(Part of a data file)
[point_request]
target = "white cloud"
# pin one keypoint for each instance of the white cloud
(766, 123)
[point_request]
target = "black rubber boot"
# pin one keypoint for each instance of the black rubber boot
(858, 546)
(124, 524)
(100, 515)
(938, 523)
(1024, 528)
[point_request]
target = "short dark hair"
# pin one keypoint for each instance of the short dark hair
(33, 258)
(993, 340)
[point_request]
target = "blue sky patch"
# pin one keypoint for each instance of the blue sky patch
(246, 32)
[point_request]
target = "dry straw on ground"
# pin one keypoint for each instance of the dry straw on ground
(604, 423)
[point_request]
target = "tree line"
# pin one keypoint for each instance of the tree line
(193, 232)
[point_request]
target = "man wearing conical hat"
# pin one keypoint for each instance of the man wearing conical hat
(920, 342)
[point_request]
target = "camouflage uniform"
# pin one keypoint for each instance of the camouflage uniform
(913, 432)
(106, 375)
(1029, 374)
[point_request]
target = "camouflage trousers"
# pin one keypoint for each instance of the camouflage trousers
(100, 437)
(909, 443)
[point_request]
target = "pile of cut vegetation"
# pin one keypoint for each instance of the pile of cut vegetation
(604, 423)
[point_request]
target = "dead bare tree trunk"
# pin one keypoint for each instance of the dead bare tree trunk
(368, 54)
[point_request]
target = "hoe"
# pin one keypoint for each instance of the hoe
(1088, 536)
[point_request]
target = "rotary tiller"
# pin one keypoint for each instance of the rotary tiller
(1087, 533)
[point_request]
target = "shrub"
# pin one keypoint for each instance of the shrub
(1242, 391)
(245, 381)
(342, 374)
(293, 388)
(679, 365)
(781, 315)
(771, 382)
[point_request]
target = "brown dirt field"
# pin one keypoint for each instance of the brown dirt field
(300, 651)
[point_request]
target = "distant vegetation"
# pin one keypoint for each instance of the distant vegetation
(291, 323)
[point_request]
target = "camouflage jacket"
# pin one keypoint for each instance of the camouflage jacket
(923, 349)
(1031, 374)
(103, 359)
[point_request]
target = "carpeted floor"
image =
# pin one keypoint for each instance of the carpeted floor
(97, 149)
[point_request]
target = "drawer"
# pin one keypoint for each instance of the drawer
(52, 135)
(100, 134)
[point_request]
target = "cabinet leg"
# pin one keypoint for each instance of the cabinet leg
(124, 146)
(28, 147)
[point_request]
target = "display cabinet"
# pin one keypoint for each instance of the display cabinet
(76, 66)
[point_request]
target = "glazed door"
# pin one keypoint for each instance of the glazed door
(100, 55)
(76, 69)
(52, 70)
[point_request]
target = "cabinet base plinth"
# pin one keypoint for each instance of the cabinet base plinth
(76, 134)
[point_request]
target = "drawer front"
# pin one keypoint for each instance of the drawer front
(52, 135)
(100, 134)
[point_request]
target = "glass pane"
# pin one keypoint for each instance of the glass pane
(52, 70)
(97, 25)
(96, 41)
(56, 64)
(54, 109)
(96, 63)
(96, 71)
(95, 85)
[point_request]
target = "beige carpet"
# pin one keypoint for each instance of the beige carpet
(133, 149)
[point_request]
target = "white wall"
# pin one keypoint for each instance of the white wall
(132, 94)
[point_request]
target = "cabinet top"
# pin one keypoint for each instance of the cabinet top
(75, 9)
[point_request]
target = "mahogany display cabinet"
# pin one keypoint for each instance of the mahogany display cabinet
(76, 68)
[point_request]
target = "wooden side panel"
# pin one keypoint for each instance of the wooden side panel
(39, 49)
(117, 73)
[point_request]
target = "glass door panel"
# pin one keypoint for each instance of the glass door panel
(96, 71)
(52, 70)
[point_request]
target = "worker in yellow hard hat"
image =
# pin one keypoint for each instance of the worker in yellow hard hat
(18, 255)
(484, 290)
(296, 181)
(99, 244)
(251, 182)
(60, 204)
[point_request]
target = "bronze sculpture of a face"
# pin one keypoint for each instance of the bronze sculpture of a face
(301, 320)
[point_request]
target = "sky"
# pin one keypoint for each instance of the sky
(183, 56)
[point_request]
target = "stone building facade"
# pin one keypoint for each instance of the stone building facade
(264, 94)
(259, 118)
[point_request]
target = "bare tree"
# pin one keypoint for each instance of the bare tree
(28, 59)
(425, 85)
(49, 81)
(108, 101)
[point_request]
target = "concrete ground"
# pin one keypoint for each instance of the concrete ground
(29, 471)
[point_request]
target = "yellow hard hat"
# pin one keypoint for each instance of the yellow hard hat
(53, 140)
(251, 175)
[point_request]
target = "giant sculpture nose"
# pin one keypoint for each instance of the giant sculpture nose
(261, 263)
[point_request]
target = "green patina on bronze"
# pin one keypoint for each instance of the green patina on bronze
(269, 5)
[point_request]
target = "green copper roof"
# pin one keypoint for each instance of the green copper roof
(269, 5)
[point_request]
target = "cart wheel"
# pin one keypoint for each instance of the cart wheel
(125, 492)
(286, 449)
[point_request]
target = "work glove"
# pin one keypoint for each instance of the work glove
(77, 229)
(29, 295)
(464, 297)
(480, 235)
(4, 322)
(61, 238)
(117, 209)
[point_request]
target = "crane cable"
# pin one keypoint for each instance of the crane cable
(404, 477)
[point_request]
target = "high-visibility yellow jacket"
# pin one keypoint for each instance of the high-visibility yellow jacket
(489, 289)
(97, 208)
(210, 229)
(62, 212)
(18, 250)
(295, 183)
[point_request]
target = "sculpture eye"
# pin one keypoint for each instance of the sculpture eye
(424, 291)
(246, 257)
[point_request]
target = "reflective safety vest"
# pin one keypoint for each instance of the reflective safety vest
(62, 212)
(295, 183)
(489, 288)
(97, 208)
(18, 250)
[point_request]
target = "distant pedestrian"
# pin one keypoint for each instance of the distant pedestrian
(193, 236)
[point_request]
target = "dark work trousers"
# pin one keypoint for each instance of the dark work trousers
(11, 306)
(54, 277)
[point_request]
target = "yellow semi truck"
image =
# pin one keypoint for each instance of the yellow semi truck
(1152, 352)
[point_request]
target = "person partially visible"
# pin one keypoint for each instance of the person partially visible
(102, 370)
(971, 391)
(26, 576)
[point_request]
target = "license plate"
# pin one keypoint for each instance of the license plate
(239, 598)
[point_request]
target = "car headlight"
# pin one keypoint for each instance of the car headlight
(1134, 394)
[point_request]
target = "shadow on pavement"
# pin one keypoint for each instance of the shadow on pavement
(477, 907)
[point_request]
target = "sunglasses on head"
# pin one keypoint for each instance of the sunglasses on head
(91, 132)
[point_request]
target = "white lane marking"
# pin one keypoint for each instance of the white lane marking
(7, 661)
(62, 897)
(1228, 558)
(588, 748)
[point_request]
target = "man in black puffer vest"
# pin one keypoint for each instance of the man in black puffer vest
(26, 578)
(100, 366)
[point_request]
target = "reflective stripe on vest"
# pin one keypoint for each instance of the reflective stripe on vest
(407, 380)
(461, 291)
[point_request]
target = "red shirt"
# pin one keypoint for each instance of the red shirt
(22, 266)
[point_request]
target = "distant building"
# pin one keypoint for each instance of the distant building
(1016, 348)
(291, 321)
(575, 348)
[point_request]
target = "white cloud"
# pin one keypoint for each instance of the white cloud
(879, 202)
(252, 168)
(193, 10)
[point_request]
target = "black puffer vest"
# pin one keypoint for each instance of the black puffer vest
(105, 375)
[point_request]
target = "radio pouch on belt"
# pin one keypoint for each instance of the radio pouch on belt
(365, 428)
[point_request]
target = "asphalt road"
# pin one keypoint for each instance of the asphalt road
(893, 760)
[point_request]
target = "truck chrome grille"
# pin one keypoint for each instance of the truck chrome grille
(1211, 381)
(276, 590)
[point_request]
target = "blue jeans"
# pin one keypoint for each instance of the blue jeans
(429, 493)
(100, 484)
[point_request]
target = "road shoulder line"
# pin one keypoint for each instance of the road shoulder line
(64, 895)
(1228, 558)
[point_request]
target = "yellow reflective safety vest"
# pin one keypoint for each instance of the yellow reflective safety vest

● **INSTRUCTIONS TO FOLLOW**
Identify each line above that contains the word "wheel", and copy those lines.

● **TASK RESULT**
target = "cart wheel"
# pin one keypoint for each instance of the cart wheel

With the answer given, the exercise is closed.